_DOCUMENT EXCERPT_.
--------

Friday, 14 February 2014
Britain's European re-negotiation: ever feel like we've been here before?
Prime Minister David Cameron's hopeful traverse of the European diplomatic landscape is surrounded by the uncanny feeling that we've all been here before. All because, well, we have.
Mr Cameron's trawl through the usual cables and cabals is unlikely to get all that far. The French have already told him as much, and his own party is becoming restive at the prospect. The basic flaw in his reasoning is this: he's allowed the word to get about that he wants major concessions. He wants Britain to be able to change immigration rules within the European Union. He might like separate UK trade delegations at major international conferences - and some rights to sign whatever customs treaties a Westminster government might like to enter into. He might want Parliament to be able to exercise a veto over specific laws the House of Commons doesn't like. But he's not got the slightest chance of securing any of those really big outcomes. They were all on the wish list the last time the British wanted to stand at the European door, heckling and throwing bread rolls: between 1955 and 1963, when successive Conservative and Labour governments tried to negotiate a wider, baggier, looser form of union than leaders in Bonn and Paris thought wise.

--------

_CHALLENGE A_. In the article on Britain's European re-negotiation, between which years did British governments last try to negotiate a looser form of union?
The article and the records that come after it have no connection to each other.

_DATA LINES_.
--------

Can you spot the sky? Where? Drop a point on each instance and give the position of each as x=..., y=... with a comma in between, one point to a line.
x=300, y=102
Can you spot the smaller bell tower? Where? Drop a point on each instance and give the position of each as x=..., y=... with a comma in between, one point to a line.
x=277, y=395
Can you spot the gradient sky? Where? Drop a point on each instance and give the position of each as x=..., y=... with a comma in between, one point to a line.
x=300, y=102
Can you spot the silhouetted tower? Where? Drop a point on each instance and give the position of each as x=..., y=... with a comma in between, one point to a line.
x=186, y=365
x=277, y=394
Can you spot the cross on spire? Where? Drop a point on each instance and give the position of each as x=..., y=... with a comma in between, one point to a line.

--------

_CHALLENGE B_. Rewrite the records from the line containing "Can you spot the gradient" through the end of the records, swapping "spire" for "steeple" and leaving everything else unchanged. Return only those lines.

_COMPLETE ANSWER A_. Between 1955 and 1963.

_COMPLETE ANSWER B_.
Can you spot the gradient sky? Where? Drop a point on each instance and give the position of each as x=..., y=... with a comma in between, one point to a line.
x=300, y=102
Can you spot the silhouetted tower? Where? Drop a point on each instance and give the position of each as x=..., y=... with a comma in between, one point to a line.
x=186, y=365
x=277, y=394
Can you spot the cross on steeple? Where? Drop a point on each instance and give the position of each as x=..., y=... with a comma in between, one point to a line.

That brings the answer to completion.